- [Listed records]

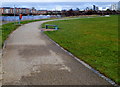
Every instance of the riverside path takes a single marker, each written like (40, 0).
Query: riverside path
(30, 58)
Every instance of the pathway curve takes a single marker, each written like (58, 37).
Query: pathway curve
(30, 58)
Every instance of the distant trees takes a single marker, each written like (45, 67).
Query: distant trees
(77, 12)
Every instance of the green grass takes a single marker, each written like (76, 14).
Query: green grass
(93, 40)
(6, 29)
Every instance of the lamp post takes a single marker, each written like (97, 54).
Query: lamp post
(14, 14)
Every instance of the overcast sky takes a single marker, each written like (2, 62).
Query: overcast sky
(59, 0)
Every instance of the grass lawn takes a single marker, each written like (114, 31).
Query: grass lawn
(6, 29)
(93, 40)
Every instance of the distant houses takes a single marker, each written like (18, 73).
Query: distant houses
(24, 11)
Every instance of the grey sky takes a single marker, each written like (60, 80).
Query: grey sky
(59, 0)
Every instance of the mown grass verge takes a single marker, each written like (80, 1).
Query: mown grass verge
(93, 40)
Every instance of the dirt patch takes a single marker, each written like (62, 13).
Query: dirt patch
(33, 51)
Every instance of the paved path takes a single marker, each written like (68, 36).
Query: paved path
(30, 58)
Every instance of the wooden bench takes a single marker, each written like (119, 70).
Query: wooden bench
(55, 26)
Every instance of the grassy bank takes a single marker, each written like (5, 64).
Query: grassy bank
(93, 40)
(6, 29)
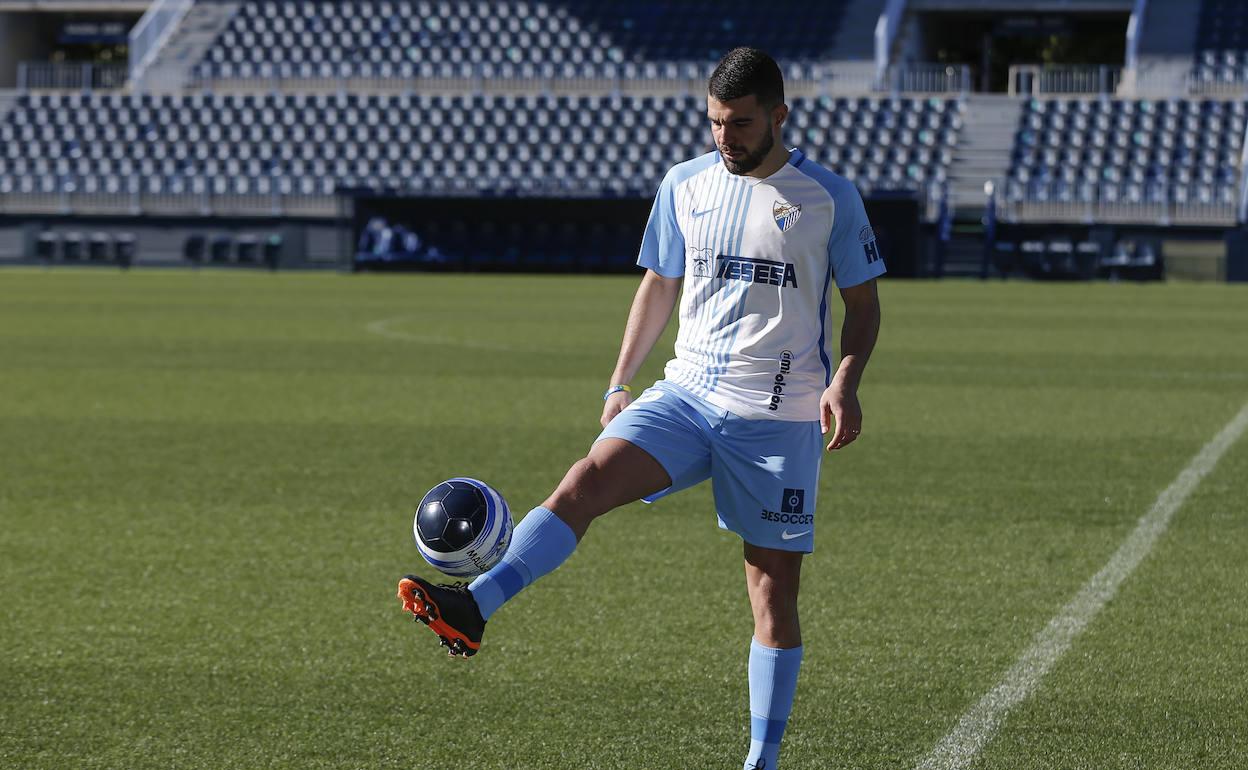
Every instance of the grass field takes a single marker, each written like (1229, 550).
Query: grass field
(206, 484)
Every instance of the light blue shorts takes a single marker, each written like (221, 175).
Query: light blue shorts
(764, 472)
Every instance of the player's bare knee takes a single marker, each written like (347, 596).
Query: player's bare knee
(584, 493)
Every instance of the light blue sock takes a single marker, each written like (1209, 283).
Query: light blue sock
(773, 683)
(539, 543)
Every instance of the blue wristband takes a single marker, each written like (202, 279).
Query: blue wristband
(615, 389)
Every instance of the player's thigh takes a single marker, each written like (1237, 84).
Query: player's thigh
(670, 431)
(765, 476)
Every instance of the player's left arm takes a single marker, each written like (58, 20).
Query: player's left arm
(839, 404)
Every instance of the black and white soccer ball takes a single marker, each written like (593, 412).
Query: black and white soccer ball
(462, 527)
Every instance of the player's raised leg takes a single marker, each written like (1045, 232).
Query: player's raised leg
(614, 473)
(771, 578)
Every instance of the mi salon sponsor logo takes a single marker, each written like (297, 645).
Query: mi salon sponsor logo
(781, 381)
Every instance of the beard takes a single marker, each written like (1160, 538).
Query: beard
(751, 160)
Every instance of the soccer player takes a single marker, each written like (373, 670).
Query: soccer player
(748, 238)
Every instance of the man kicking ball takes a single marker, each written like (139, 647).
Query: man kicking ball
(749, 238)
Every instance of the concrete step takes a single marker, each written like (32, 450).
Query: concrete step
(187, 45)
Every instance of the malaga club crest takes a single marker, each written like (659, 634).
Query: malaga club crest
(785, 214)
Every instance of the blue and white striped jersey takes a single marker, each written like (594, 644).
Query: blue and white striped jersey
(758, 257)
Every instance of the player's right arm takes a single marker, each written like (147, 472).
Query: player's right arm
(663, 256)
(652, 310)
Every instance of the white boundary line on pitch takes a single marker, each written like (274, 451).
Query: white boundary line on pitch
(977, 725)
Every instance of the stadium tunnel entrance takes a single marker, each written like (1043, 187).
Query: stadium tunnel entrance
(991, 43)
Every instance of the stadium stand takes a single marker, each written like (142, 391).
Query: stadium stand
(312, 144)
(570, 39)
(1221, 43)
(243, 110)
(1128, 151)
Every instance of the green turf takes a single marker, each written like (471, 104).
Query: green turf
(206, 482)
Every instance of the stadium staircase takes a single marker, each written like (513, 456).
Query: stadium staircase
(984, 147)
(982, 155)
(1165, 56)
(171, 70)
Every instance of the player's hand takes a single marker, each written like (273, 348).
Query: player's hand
(614, 404)
(839, 408)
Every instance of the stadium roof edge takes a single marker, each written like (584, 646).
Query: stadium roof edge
(1027, 6)
(75, 5)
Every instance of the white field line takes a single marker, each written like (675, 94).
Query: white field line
(977, 725)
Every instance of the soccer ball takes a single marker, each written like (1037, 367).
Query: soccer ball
(462, 527)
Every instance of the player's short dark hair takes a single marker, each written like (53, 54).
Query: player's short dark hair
(744, 71)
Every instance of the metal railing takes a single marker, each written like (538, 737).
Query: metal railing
(1135, 26)
(135, 202)
(1221, 87)
(1103, 204)
(885, 33)
(1243, 179)
(927, 79)
(71, 75)
(152, 30)
(1033, 79)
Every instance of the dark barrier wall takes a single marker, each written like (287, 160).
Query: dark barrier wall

- [Exercise objective] Copy all lines in the listing above where the string "barrier" appears.

- [Solution below]
Every instance of the dark barrier wall takes a single marker, each written like (287, 160).
Query: dark barrier wall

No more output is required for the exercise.